(Input material)

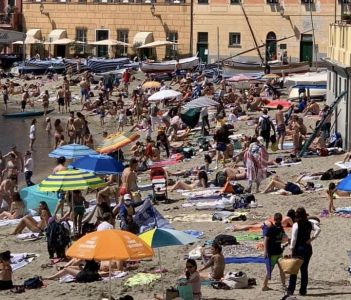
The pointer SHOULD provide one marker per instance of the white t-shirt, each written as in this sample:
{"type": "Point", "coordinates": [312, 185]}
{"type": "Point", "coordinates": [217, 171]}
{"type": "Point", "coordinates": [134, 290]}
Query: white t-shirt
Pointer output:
{"type": "Point", "coordinates": [104, 226]}
{"type": "Point", "coordinates": [32, 132]}
{"type": "Point", "coordinates": [28, 165]}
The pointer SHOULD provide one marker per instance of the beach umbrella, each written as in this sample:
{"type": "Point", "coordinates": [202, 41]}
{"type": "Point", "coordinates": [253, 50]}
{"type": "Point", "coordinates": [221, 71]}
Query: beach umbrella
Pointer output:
{"type": "Point", "coordinates": [162, 237]}
{"type": "Point", "coordinates": [117, 141]}
{"type": "Point", "coordinates": [31, 197]}
{"type": "Point", "coordinates": [108, 245]}
{"type": "Point", "coordinates": [165, 94]}
{"type": "Point", "coordinates": [240, 77]}
{"type": "Point", "coordinates": [72, 151]}
{"type": "Point", "coordinates": [151, 85]}
{"type": "Point", "coordinates": [98, 164]}
{"type": "Point", "coordinates": [345, 184]}
{"type": "Point", "coordinates": [200, 103]}
{"type": "Point", "coordinates": [70, 180]}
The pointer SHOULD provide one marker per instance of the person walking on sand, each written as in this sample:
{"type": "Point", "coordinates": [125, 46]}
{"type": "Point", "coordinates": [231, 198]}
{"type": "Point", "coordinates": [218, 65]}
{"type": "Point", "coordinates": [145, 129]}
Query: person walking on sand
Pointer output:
{"type": "Point", "coordinates": [5, 94]}
{"type": "Point", "coordinates": [28, 168]}
{"type": "Point", "coordinates": [46, 102]}
{"type": "Point", "coordinates": [273, 239]}
{"type": "Point", "coordinates": [32, 134]}
{"type": "Point", "coordinates": [300, 245]}
{"type": "Point", "coordinates": [60, 96]}
{"type": "Point", "coordinates": [281, 130]}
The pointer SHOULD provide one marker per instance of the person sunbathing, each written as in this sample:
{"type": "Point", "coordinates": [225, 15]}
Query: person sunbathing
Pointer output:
{"type": "Point", "coordinates": [29, 222]}
{"type": "Point", "coordinates": [294, 188]}
{"type": "Point", "coordinates": [16, 209]}
{"type": "Point", "coordinates": [201, 182]}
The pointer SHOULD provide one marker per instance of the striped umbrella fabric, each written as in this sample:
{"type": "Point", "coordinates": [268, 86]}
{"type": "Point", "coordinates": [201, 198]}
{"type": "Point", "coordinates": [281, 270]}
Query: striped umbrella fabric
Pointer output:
{"type": "Point", "coordinates": [72, 151]}
{"type": "Point", "coordinates": [117, 141]}
{"type": "Point", "coordinates": [70, 180]}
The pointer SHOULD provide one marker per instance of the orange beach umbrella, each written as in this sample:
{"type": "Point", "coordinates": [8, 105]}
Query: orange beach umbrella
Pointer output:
{"type": "Point", "coordinates": [117, 141]}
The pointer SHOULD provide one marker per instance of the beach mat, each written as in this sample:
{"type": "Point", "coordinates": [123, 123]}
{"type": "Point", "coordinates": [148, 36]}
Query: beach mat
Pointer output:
{"type": "Point", "coordinates": [244, 260]}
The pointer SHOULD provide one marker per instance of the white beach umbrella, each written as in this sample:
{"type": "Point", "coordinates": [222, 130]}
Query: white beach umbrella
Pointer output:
{"type": "Point", "coordinates": [165, 94]}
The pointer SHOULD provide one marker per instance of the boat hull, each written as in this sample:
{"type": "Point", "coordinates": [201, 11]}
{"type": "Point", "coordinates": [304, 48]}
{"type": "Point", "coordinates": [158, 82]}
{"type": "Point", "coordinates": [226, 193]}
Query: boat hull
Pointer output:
{"type": "Point", "coordinates": [240, 67]}
{"type": "Point", "coordinates": [27, 114]}
{"type": "Point", "coordinates": [169, 66]}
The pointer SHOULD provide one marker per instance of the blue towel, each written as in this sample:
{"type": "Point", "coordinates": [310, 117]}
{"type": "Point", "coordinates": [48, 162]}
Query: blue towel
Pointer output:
{"type": "Point", "coordinates": [244, 260]}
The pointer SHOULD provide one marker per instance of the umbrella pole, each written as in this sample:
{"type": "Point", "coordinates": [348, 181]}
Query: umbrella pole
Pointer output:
{"type": "Point", "coordinates": [109, 282]}
{"type": "Point", "coordinates": [159, 262]}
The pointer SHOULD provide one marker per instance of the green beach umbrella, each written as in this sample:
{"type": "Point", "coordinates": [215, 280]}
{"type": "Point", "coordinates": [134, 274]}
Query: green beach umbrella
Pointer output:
{"type": "Point", "coordinates": [70, 180]}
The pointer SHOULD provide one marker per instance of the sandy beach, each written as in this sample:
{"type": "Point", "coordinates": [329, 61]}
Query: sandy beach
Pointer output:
{"type": "Point", "coordinates": [328, 276]}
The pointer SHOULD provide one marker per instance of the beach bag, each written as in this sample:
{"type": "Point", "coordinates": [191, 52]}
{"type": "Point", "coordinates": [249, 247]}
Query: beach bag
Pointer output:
{"type": "Point", "coordinates": [290, 265]}
{"type": "Point", "coordinates": [237, 280]}
{"type": "Point", "coordinates": [266, 124]}
{"type": "Point", "coordinates": [225, 240]}
{"type": "Point", "coordinates": [171, 293]}
{"type": "Point", "coordinates": [221, 179]}
{"type": "Point", "coordinates": [33, 283]}
{"type": "Point", "coordinates": [185, 292]}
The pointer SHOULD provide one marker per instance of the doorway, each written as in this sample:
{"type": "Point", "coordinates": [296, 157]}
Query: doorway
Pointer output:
{"type": "Point", "coordinates": [271, 46]}
{"type": "Point", "coordinates": [101, 34]}
{"type": "Point", "coordinates": [61, 51]}
{"type": "Point", "coordinates": [202, 46]}
{"type": "Point", "coordinates": [306, 48]}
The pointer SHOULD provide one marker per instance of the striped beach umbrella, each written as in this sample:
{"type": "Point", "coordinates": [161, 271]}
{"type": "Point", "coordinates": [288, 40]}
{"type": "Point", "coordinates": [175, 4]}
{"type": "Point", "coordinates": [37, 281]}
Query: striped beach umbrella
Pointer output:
{"type": "Point", "coordinates": [70, 180]}
{"type": "Point", "coordinates": [72, 151]}
{"type": "Point", "coordinates": [117, 141]}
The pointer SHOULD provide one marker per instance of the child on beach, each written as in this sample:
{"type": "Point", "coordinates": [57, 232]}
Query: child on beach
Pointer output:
{"type": "Point", "coordinates": [121, 120]}
{"type": "Point", "coordinates": [48, 126]}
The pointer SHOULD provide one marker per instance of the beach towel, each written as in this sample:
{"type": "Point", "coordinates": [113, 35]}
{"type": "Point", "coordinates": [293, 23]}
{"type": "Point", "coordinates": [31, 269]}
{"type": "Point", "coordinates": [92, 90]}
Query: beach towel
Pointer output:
{"type": "Point", "coordinates": [141, 279]}
{"type": "Point", "coordinates": [245, 260]}
{"type": "Point", "coordinates": [19, 260]}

(Exercise) Arrange every line of the records above as a numbered list, skipping any blank lines and leaving the pictures out.

(Expected output)
1. The pointer SHOULD provide one marker per instance of the white t-shirt, each written as in this sample:
2. {"type": "Point", "coordinates": [312, 185]}
3. {"type": "Point", "coordinates": [217, 171]}
4. {"type": "Point", "coordinates": [134, 290]}
5. Query: white t-shirt
6. Pointer output:
7. {"type": "Point", "coordinates": [104, 226]}
8. {"type": "Point", "coordinates": [32, 132]}
9. {"type": "Point", "coordinates": [28, 165]}
10. The pointer SHOULD provide one marker per instance of the beach umbrella, each written as in this sample:
11. {"type": "Point", "coordinates": [202, 41]}
12. {"type": "Point", "coordinates": [253, 50]}
13. {"type": "Point", "coordinates": [221, 71]}
14. Query: beach umbrella
15. Pointer output:
16. {"type": "Point", "coordinates": [162, 237]}
17. {"type": "Point", "coordinates": [117, 141]}
18. {"type": "Point", "coordinates": [31, 197]}
19. {"type": "Point", "coordinates": [108, 245]}
20. {"type": "Point", "coordinates": [165, 94]}
21. {"type": "Point", "coordinates": [240, 77]}
22. {"type": "Point", "coordinates": [72, 151]}
23. {"type": "Point", "coordinates": [151, 85]}
24. {"type": "Point", "coordinates": [98, 164]}
25. {"type": "Point", "coordinates": [345, 184]}
26. {"type": "Point", "coordinates": [200, 103]}
27. {"type": "Point", "coordinates": [70, 180]}
28. The pointer SHOULD provide one marker per instance of the person walking on sand, each written as in this sample:
29. {"type": "Point", "coordinates": [125, 46]}
30. {"type": "Point", "coordinates": [231, 198]}
31. {"type": "Point", "coordinates": [218, 65]}
32. {"type": "Point", "coordinates": [145, 129]}
33. Query: person walking on sand
34. Pointer output:
35. {"type": "Point", "coordinates": [5, 94]}
36. {"type": "Point", "coordinates": [28, 168]}
37. {"type": "Point", "coordinates": [46, 102]}
38. {"type": "Point", "coordinates": [273, 239]}
39. {"type": "Point", "coordinates": [32, 134]}
40. {"type": "Point", "coordinates": [300, 245]}
41. {"type": "Point", "coordinates": [60, 96]}
42. {"type": "Point", "coordinates": [281, 130]}
43. The pointer SHOULD provide one marker per instance of the person sunbathing, each written as in this sample:
44. {"type": "Point", "coordinates": [225, 15]}
45. Query: person sunbathing
46. Pointer output:
47. {"type": "Point", "coordinates": [29, 222]}
48. {"type": "Point", "coordinates": [294, 188]}
49. {"type": "Point", "coordinates": [16, 209]}
50. {"type": "Point", "coordinates": [201, 182]}
51. The pointer SHOULD provide one marker per instance of the striped umbrella fabric, each written as in this sample:
52. {"type": "Point", "coordinates": [268, 86]}
53. {"type": "Point", "coordinates": [201, 198]}
54. {"type": "Point", "coordinates": [281, 270]}
55. Query: striped umbrella fabric
56. Pointer output:
57. {"type": "Point", "coordinates": [72, 151]}
58. {"type": "Point", "coordinates": [117, 141]}
59. {"type": "Point", "coordinates": [70, 180]}
60. The pointer SHOULD provide one marker per instance of the orange beach umbrella, each written as in this sample:
61. {"type": "Point", "coordinates": [8, 105]}
62. Query: orange beach umbrella
63. Pointer output:
64. {"type": "Point", "coordinates": [117, 141]}
65. The pointer SHOULD provide one marker per instance of the beach mat, each written as in this sample:
66. {"type": "Point", "coordinates": [123, 123]}
67. {"type": "Point", "coordinates": [148, 36]}
68. Query: beach mat
69. Pointer output:
70. {"type": "Point", "coordinates": [244, 260]}
71. The pointer SHOULD provide one marker per instance of the white beach umbrella, each written as in this sample:
72. {"type": "Point", "coordinates": [222, 130]}
73. Query: white beach umbrella
74. Pointer output:
75. {"type": "Point", "coordinates": [165, 94]}
76. The pointer SHOULD provide one marker per instance of the boat hull, each written as in this sample:
77. {"type": "Point", "coordinates": [201, 11]}
78. {"type": "Point", "coordinates": [304, 48]}
79. {"type": "Point", "coordinates": [158, 82]}
80. {"type": "Point", "coordinates": [226, 193]}
81. Query: boat hull
82. Pointer output:
83. {"type": "Point", "coordinates": [240, 67]}
84. {"type": "Point", "coordinates": [27, 114]}
85. {"type": "Point", "coordinates": [169, 66]}
86. The pointer SHOULD provide one marker per instance of the blue towel, each written as in this sample:
87. {"type": "Point", "coordinates": [310, 117]}
88. {"type": "Point", "coordinates": [48, 162]}
89. Query: blue towel
90. Pointer output:
91. {"type": "Point", "coordinates": [244, 260]}
92. The pointer SHOULD provide one marker per instance of the umbrella pole, each written as in this sample:
93. {"type": "Point", "coordinates": [348, 181]}
94. Query: umbrella pole
95. Pointer output:
96. {"type": "Point", "coordinates": [109, 282]}
97. {"type": "Point", "coordinates": [159, 262]}
98. The pointer SHOULD provide one marker per instance of the green beach umbrella, each written as in this sample:
99. {"type": "Point", "coordinates": [215, 280]}
100. {"type": "Point", "coordinates": [134, 274]}
101. Query: green beach umbrella
102. Pointer output:
103. {"type": "Point", "coordinates": [70, 180]}
104. The pointer SHOULD provide one marker per instance of the sandy beach, each written as in this sample:
105. {"type": "Point", "coordinates": [329, 61]}
106. Query: sandy beach
107. Pointer output:
108. {"type": "Point", "coordinates": [328, 276]}
109. The pointer SHOULD provide one marker per instance of the beach bag, each written as in this sample:
110. {"type": "Point", "coordinates": [191, 52]}
111. {"type": "Point", "coordinates": [249, 247]}
112. Query: beach bag
113. Pointer output:
114. {"type": "Point", "coordinates": [290, 265]}
115. {"type": "Point", "coordinates": [237, 280]}
116. {"type": "Point", "coordinates": [266, 124]}
117. {"type": "Point", "coordinates": [225, 240]}
118. {"type": "Point", "coordinates": [171, 293]}
119. {"type": "Point", "coordinates": [221, 179]}
120. {"type": "Point", "coordinates": [33, 283]}
121. {"type": "Point", "coordinates": [185, 292]}
122. The pointer SHOULD provide one marker per instance of the doorway, each written as in this sample:
123. {"type": "Point", "coordinates": [296, 157]}
124. Query: doorway
125. Pointer output:
126. {"type": "Point", "coordinates": [271, 46]}
127. {"type": "Point", "coordinates": [101, 34]}
128. {"type": "Point", "coordinates": [61, 51]}
129. {"type": "Point", "coordinates": [202, 46]}
130. {"type": "Point", "coordinates": [306, 48]}
131. The pointer SHOULD provide one marker per instance of the striped beach umbrella, each written as in this sample:
132. {"type": "Point", "coordinates": [161, 271]}
133. {"type": "Point", "coordinates": [288, 40]}
134. {"type": "Point", "coordinates": [175, 4]}
135. {"type": "Point", "coordinates": [37, 281]}
136. Query: striped beach umbrella
137. Pointer output:
138. {"type": "Point", "coordinates": [70, 180]}
139. {"type": "Point", "coordinates": [72, 151]}
140. {"type": "Point", "coordinates": [117, 141]}
141. The pointer SHOULD provide one marker per instance of the child on beach, each written as in this sample:
142. {"type": "Point", "coordinates": [57, 232]}
143. Query: child on beach
144. Pointer output:
145. {"type": "Point", "coordinates": [121, 120]}
146. {"type": "Point", "coordinates": [48, 126]}
147. The pointer SHOULD provide one marker per instance of the beach towel, each written as in this sample:
148. {"type": "Point", "coordinates": [113, 35]}
149. {"type": "Point", "coordinates": [293, 23]}
150. {"type": "Point", "coordinates": [31, 269]}
151. {"type": "Point", "coordinates": [92, 90]}
152. Query: beach towel
153. Pointer output:
154. {"type": "Point", "coordinates": [141, 279]}
155. {"type": "Point", "coordinates": [245, 260]}
156. {"type": "Point", "coordinates": [19, 260]}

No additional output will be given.